**Direction**
Copy out each of the records below word for word, keeping every line unchanged.

**** Input for this task

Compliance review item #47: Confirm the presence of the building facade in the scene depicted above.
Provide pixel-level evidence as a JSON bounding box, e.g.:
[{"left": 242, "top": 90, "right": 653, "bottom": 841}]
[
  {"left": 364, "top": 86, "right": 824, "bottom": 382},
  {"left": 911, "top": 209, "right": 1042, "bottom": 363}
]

********

**Response to the task**
Compliance review item #47: Confirm the presence of the building facade in the scene depicted above.
Provide pixel-level evidence as a JSON bounding box, e.g.:
[{"left": 242, "top": 90, "right": 653, "bottom": 841}]
[
  {"left": 364, "top": 86, "right": 824, "bottom": 382},
  {"left": 911, "top": 209, "right": 1042, "bottom": 363}
]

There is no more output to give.